- _WHAT THE TASK REQUIRES_
Go through the entries below and work out how many lines include "wiper"; give only that number.

(Point localization data)
* * * * * * * * *
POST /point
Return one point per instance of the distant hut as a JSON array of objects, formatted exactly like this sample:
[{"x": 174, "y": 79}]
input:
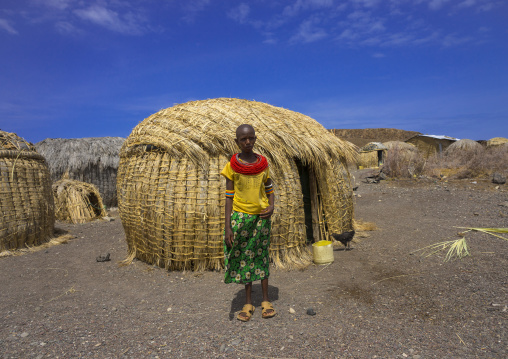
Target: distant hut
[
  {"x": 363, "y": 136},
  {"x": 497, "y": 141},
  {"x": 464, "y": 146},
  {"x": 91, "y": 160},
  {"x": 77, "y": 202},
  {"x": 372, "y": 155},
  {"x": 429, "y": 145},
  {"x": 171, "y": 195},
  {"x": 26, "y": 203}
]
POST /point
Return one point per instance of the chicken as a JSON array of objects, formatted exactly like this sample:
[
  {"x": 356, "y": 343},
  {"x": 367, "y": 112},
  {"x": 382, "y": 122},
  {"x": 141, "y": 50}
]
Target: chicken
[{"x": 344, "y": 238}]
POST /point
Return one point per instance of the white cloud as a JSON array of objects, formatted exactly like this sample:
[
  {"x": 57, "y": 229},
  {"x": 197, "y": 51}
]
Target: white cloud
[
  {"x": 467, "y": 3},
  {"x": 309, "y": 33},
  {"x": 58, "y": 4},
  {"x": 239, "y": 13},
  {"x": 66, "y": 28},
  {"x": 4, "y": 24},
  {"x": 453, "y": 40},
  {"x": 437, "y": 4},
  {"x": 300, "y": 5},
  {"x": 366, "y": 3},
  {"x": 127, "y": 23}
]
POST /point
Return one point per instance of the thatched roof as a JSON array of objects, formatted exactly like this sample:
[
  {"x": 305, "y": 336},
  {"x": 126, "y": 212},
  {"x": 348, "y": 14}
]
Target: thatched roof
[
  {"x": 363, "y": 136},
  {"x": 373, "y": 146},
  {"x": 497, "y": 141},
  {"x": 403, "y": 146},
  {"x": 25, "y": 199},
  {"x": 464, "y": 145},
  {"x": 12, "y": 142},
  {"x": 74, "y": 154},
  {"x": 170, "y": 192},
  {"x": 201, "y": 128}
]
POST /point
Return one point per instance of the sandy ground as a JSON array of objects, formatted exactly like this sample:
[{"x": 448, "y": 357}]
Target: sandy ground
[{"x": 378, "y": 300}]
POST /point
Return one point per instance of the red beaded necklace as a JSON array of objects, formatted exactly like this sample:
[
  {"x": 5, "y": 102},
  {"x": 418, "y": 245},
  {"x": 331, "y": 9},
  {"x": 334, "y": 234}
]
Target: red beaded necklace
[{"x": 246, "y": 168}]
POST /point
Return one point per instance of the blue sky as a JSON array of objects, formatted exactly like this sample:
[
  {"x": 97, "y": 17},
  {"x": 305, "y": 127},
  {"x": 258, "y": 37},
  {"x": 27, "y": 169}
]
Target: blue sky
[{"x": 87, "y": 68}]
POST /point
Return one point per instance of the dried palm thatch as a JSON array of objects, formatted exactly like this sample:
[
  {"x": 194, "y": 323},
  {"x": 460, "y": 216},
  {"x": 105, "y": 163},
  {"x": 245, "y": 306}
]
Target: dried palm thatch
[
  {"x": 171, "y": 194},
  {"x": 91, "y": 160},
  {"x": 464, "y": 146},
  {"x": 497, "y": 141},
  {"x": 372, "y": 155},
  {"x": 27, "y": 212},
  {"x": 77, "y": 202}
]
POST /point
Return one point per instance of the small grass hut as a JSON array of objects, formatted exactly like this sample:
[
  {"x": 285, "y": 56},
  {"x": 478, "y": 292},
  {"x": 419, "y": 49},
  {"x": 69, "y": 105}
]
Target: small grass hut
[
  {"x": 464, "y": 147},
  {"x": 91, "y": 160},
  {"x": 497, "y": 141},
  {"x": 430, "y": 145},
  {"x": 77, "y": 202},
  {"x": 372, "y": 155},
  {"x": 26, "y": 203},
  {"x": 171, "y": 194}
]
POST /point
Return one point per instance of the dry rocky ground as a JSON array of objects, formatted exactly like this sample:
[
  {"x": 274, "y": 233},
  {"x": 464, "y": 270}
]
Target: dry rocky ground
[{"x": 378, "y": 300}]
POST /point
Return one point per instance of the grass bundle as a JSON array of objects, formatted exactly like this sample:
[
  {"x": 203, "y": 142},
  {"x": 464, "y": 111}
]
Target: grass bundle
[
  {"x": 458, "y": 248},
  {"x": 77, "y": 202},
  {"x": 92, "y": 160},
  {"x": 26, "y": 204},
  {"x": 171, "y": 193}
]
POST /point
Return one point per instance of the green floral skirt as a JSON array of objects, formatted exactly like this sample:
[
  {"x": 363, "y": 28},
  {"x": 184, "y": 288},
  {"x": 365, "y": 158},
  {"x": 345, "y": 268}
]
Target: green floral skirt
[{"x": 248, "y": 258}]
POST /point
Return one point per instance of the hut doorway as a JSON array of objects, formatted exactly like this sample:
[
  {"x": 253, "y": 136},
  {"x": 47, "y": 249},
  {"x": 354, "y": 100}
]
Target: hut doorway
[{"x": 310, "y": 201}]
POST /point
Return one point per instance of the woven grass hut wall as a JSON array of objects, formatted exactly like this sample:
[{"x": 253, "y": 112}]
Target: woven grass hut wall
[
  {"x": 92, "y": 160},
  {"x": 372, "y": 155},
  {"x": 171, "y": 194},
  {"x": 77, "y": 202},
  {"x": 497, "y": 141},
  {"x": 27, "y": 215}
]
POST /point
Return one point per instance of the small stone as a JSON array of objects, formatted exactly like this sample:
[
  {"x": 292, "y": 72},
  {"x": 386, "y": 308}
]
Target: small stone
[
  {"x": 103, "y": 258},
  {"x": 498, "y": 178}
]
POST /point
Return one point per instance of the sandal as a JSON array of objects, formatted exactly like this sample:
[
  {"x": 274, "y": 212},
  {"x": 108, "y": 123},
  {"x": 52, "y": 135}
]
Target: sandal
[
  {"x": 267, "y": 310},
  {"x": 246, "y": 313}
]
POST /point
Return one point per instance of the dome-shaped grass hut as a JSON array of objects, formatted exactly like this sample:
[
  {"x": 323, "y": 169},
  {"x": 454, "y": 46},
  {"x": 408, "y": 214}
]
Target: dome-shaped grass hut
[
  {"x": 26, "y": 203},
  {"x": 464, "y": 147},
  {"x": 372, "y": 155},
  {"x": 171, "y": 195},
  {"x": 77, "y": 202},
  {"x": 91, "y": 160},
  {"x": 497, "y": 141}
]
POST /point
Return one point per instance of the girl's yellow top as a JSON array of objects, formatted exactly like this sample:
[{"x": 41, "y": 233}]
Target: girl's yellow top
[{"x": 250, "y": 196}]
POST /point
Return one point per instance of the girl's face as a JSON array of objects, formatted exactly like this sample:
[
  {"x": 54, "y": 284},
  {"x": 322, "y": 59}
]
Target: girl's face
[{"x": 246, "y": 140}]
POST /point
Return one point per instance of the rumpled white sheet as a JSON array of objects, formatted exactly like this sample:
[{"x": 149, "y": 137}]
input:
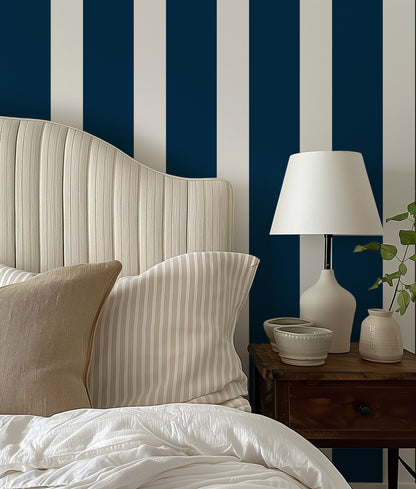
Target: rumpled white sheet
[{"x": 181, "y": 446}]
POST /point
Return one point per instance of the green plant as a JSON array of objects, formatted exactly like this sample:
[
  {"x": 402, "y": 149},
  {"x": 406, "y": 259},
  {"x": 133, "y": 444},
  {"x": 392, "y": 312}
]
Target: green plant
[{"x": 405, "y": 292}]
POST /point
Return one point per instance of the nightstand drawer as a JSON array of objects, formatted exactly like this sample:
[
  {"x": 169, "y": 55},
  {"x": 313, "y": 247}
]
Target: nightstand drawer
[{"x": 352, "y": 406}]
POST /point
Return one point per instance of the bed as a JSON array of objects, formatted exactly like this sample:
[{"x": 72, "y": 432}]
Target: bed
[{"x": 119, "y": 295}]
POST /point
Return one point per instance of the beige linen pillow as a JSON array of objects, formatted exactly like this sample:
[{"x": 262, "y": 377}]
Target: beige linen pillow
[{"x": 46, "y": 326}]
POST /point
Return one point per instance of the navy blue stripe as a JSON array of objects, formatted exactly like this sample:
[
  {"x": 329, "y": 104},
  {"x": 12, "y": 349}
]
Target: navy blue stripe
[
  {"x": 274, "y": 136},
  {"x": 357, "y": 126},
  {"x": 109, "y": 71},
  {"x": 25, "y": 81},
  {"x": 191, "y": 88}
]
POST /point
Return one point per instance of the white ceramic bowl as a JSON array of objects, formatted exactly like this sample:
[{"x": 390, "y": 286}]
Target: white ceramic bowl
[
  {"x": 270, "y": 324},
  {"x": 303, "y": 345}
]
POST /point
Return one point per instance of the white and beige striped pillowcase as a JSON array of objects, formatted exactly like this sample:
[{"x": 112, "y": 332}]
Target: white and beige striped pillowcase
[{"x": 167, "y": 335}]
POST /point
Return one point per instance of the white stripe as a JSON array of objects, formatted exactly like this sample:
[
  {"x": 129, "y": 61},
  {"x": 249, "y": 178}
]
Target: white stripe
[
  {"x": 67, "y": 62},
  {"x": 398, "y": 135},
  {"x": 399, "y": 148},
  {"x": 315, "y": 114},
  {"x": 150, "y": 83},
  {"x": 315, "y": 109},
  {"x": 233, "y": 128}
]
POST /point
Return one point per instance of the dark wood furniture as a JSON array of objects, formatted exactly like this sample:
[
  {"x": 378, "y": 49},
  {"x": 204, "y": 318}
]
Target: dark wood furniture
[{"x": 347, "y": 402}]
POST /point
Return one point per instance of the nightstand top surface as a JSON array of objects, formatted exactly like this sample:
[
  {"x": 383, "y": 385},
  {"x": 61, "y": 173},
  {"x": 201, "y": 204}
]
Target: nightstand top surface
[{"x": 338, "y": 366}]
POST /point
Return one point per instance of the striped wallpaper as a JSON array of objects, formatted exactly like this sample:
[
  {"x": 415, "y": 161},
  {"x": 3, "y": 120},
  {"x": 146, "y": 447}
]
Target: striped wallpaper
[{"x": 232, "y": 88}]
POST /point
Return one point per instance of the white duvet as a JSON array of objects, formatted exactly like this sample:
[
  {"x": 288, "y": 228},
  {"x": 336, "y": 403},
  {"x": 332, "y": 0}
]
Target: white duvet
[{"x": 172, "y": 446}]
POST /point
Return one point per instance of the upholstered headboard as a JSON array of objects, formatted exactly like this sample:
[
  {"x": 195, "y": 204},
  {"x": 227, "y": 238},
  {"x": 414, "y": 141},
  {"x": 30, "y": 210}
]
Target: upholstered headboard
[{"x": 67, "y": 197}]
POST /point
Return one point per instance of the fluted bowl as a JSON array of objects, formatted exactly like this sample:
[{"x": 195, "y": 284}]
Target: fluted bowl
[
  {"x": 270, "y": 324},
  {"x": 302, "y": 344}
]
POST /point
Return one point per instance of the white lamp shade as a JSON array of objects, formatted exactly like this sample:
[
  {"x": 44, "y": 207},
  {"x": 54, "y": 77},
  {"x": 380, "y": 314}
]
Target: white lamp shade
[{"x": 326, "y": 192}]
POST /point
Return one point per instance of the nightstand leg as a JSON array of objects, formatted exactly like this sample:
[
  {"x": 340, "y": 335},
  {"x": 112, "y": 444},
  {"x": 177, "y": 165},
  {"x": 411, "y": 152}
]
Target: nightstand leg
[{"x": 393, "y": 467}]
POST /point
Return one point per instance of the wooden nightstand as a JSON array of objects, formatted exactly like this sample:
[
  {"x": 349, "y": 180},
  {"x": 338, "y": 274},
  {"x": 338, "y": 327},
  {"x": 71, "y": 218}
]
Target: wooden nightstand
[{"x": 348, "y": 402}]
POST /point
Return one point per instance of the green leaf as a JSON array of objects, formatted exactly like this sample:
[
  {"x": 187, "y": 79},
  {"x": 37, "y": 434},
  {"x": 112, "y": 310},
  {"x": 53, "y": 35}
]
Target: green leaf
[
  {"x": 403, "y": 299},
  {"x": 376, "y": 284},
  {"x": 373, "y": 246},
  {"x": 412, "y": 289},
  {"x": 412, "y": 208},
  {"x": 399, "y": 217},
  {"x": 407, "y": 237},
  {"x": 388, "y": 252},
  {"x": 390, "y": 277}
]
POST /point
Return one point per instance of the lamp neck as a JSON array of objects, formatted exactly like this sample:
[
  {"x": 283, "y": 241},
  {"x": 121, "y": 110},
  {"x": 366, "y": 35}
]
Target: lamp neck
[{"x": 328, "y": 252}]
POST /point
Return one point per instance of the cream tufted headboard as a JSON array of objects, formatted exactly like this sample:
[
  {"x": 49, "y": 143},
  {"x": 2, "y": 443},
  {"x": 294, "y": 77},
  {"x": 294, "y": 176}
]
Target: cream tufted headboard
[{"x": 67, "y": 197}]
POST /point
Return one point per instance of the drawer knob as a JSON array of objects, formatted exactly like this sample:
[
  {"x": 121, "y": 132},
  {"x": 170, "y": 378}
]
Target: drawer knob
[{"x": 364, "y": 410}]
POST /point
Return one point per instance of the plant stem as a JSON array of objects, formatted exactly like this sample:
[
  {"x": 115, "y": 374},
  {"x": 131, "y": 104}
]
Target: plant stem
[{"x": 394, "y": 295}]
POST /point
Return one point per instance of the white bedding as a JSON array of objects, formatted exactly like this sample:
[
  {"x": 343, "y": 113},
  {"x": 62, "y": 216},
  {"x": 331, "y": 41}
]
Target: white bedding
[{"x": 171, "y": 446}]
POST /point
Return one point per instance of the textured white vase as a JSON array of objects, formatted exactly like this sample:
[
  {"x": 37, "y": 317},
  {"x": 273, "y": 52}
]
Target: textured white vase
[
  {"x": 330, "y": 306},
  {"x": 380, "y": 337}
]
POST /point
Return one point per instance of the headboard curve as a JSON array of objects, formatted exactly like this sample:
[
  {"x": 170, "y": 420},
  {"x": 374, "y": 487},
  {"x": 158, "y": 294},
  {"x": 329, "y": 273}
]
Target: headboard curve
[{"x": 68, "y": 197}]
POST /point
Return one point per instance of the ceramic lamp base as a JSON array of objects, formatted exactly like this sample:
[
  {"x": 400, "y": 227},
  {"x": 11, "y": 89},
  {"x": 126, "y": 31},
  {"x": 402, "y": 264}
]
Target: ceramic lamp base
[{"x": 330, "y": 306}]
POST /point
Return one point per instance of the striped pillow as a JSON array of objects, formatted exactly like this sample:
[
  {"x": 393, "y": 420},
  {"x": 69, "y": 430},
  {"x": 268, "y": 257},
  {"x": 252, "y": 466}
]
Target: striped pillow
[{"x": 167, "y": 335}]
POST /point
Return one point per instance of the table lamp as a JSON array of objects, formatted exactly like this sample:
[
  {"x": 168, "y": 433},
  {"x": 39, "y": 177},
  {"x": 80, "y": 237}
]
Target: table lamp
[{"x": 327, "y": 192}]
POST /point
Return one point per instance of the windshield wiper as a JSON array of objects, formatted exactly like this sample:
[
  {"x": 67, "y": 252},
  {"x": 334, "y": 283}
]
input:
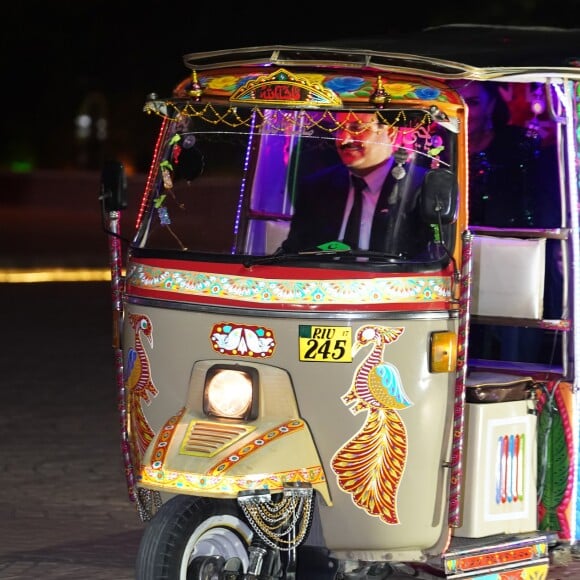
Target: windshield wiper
* * * * * * * * *
- _SOLUTION FOR THIS TASK_
2